Within the listing below, locate all lines containing the word "branch". Copy each one.

::::::

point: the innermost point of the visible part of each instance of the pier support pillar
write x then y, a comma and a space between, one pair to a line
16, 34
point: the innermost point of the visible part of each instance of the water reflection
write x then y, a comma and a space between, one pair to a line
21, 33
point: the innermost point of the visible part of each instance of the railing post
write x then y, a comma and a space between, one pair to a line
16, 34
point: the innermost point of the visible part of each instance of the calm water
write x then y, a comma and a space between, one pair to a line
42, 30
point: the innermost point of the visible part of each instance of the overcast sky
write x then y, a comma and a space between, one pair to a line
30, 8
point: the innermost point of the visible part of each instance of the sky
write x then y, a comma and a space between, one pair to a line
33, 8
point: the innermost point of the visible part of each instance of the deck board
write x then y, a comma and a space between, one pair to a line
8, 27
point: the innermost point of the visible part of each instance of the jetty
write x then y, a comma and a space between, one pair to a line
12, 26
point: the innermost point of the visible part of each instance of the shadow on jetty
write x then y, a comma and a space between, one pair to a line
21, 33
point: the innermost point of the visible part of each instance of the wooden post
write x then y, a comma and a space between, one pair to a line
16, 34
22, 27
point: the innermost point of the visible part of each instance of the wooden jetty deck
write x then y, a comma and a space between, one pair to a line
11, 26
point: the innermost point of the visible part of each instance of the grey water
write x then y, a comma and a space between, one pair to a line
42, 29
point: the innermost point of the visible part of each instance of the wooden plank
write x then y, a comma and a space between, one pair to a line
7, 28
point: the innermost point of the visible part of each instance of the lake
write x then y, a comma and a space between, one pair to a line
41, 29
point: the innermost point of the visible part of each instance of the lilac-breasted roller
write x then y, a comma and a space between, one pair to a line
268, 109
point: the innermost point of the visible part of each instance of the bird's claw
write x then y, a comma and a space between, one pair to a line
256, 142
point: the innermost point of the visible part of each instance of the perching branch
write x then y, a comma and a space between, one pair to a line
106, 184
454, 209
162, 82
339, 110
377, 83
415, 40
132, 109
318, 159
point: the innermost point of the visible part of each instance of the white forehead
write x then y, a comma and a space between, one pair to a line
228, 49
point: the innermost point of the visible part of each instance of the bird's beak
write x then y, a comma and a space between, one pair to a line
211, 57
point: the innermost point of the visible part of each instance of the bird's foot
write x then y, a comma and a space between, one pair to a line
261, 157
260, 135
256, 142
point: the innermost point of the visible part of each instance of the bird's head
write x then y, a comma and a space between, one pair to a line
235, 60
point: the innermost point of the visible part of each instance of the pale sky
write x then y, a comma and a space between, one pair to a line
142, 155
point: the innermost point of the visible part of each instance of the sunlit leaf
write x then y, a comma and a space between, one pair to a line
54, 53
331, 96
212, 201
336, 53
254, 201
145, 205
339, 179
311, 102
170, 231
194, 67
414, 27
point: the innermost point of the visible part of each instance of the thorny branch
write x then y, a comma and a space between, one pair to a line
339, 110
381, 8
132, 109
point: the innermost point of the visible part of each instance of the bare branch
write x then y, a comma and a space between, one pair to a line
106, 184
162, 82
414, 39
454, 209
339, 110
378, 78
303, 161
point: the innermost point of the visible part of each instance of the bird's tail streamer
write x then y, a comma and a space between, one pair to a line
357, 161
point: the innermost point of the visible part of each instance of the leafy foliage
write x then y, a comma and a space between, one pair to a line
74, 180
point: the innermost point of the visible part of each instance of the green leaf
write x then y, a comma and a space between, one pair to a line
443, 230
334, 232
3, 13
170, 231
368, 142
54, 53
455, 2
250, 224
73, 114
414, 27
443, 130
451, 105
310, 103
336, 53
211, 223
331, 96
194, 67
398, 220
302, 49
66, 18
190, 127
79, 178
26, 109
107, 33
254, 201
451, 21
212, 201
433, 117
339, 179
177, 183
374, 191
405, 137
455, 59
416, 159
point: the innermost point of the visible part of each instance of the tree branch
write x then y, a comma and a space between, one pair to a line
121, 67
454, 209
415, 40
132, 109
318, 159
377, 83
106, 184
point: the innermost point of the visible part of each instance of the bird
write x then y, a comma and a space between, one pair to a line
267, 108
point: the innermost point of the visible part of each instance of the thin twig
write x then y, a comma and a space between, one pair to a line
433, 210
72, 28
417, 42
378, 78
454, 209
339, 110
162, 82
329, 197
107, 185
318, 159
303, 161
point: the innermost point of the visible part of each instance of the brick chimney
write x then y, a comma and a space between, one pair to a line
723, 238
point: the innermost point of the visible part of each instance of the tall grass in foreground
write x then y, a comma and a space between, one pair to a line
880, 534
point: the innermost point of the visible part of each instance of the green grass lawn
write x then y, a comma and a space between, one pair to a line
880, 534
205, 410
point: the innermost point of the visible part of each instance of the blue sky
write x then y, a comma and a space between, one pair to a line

::::::

**Written solution**
point: the innermost point of the visible part of each instance of the perching branch
point: the innermost point of the visible part of each instance of the thorny branch
point: the innermost point of the visible part of each instance of the bare branch
point: the innermost point of the visible part of each instance of the tree branch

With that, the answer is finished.